* [Source text]:
=-=-=

Subsea chemical storage and injection use cases for large and small storage systems show they are amenable to a service model in which operator needs are met with a service company that provides an operator with a fully bundled suite of services or chemicals by the barrel — similar to current onshore models. A single service provider provides the storage, pump and control unit. The operator’s preference of chemical at point of injection subsea is negotiated monthly or by the chemical barrel cost. The logistics under the current practice — getting chemical to the dock, loading it onto supply vessels, transporting it to the operator’s platform, pumping/lifting the chemical to the platform deck, storing the chemical on deck, maintaining and operating the topside chemical units, buying the umbilical with the associated capital and operating costs — all go away for the operator. By utilizing subsea storage and inject units, the bundling service company provides the operator with only what it needs for as long as the need exists for a single, one-line operational expense.

=-=-=

* [Data under study]:
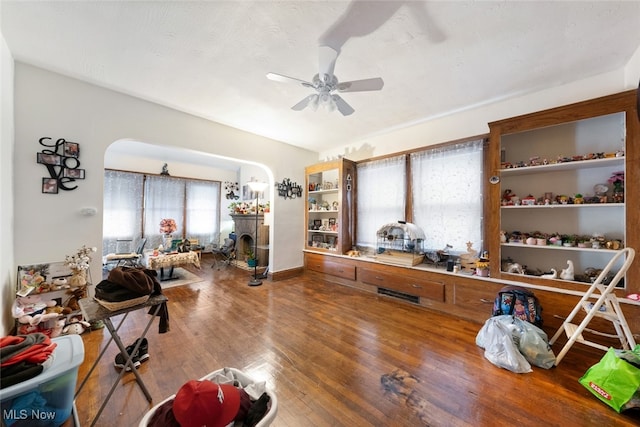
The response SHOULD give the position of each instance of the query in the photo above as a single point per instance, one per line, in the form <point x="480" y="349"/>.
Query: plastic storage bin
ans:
<point x="46" y="400"/>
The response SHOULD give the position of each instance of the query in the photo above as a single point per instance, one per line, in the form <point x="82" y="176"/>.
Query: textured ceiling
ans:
<point x="209" y="58"/>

=-=-=

* [Problem A]: Say whether each statement agrees with the passage on subsea chemical storage. Answer yes or no and quote the words that decide it: (i) One service provider supplies the storage, pump and control unit. (ii) The operator's preference of chemical is negotiated once a year. (iii) Under the bundled model, the operator still buys the umbilical.
* [Problem B]: Write what comes next in the passage on subsea chemical storage, picking up after its final sentence.

* [Your response A]:
(i) Yes: "A single service provider provides the storage, pump and control unit."
(ii) No: "negotiated monthly or by the chemical barrel cost."
(iii) No: "buying the umbilical with the associated capital and operating costs — all go away for the operator."

* [Your response B]:
The systems described previously are currently being built and qualified in Houston, Texas, with regulatory input and review.
1. Houston Business Journal, 2017-12-07.
Art Schroeder co-founded Safe Marine Transfer LLC (SMT) in 2013 and founded Energy Valley Inc. in 2001. Prior to Energy Valley, he spent 25 years in upstream operations, engineering, construction, strategy development and crisis management with Amoco and then BP. Schroeder has served on numerous professional, corporate and civic boards and has published more than 80 technical papers. He is the recipient of numerous awards including the Offshore Technology Conference’s (OTC) prestigious Special Citation, the Society of Professional Engineers’ (SPE) Management and Information Award and he has been granted patents on his innovations. Schroeder graduated from Georgia Tech with a Bachelor of Science and a Master of Science in chemical engineering with a minor in environmental engineering, and from the University of Houston with an MBA, major in finance and international business. He also attended Emory University under a National Science Foundation grant and completed several postgraduate certificate programs.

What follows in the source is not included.